▸ **Challenges**:
[a] List every court decision that the passage on harmless-error review in federal habeas cases names as a case or as the source of a legal test.
[b] Summarize the passage on harmless-error review in federal habeas cases in two sentences.
[c] Proceed with the passage on harmless-error review in federal habeas cases from the point where it stops.

First, the Majority reads Davis v. Ayala to hold that a federal habeas court’s finding that a state trial court error was prejudicial under Brecht3 dispenses with AED-PA’s requirement that the federal habeas court must also find that the state court applied “well-established” Supreme Court precedent in an “unreasonable” manner when it found the same error harmless (a “Cteproim/AEDPA” analysis).4 See Op. [959]*959at 985-86. This conclusion is illogical because Brecht requires only a finding by a federal court that (in its view) an error was not harmless — without any deference to, or evaluation of, the reasonableness of a prior state court determination. Under Chapman /AEDPA, conversely, we must accept a state court’s prior harmless error determination unless it involved such an “unreasonable” application of Supreme Court precedent that “no fairminded jurist” could agree with it. See Davis v. Ayala, — U.S. —, 135 S.Ct. 2187, 2199, 192 L.Ed.2d 323 (2015). Thus, though a Chapman/AEDPA finding would necessarily mean that a trial error was harmful (and thus also satisfy Brecht) the contrary is not necessarily true. Indeed, the panel Majority’s test got it precisely backwards.

The Majority did so by committing its second error: It read Justice Alito’s statement that “the Brecht test subsumes the limitations imposed by AEDPA,” id. at 2199, to mean that Brecht eliminated, rather than incorporated, AEDPA deference. But it is hard to see how that can be correct when the Brecht standard was developed in 1993 — three years before AED-PA was enacted. And of course, were the Majority’s understanding the correct reading of the phrase, Ayala would necessarily have come out the other way.5 As a result of its misreading, the panel Majority’s decision is directly contradictory to the Court’s opinion in Ayala. In fact, it is consistent with Justice Sotomayor’s dissent in Ayala.

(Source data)

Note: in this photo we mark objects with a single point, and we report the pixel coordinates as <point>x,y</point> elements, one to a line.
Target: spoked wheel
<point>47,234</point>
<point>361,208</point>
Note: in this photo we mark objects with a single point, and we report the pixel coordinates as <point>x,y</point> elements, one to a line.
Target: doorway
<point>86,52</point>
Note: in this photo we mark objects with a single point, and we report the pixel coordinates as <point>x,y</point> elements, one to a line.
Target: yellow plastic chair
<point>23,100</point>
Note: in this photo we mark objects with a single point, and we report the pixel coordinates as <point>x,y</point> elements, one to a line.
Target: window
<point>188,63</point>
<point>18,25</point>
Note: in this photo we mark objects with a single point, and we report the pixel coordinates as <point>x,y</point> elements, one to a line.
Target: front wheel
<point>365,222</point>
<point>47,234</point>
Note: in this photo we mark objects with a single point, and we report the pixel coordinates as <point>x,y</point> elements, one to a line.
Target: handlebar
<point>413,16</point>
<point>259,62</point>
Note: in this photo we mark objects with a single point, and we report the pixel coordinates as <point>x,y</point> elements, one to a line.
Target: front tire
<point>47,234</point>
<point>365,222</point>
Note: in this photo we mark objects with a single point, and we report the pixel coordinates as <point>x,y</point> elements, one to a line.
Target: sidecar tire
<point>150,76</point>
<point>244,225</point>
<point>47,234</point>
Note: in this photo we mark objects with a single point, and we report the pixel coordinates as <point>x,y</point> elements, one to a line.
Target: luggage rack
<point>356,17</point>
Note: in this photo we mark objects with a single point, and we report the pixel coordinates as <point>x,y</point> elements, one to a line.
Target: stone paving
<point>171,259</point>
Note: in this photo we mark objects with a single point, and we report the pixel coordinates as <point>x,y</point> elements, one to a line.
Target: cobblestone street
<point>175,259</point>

▸ **Expected outputs**:
[a] Davis v. Ayala, Brecht, Chapman

[b] The passage argues that the Majority wrongly read Davis v. Ayala to hold that a federal habeas court's finding of prejudice under Brecht removes AEDPA's requirement to find an unreasonable state-court application of Supreme Court precedent, although a Chapman/AEDPA finding implies that Brecht is satisfied and not the reverse. It adds that the Majority misread Justice Alito's statement that the Brecht test "subsumes the limitations imposed by AEDPA" as eliminating AEDPA deference, a reading hard to square with Brecht predating AEDPA and one that puts the decision in direct conflict with the Court's opinion in Ayala and in line with Justice Sotomayor's dissent.

[c]
Third, applying its faulty test, the panel Majority’s analysis fails to afford proper AEDPA deference to the state court’s harmless error determination. In the portions of the Majority’s opinion dedicated to finding the state court’s determination of harmless error unreasonable, the Majority considers only the evidence and arguments pointing to a prejudicial effect of the prosecutor’s misconduct, rather than (as AED-PA requires) whether any of the evidence and arguments put forth by the state court provided a reasonable basis for that court’s determination that any error was harmless.

Fourth, the legal basis for the Majority’s conclusion that “no fairminded jurist” could agree with the state court’s finding of harmless error under Darden v. Wainwright, 477 U.S. 168, 106 S.Ct. 2464, 91 L.Ed.2d 144 (1986), in fact supports the opposite conclusion. That is, every Supreme Court precedent regarding prosecu-torial misconduct cited by the Majority found not prejudicial error, but harmless error.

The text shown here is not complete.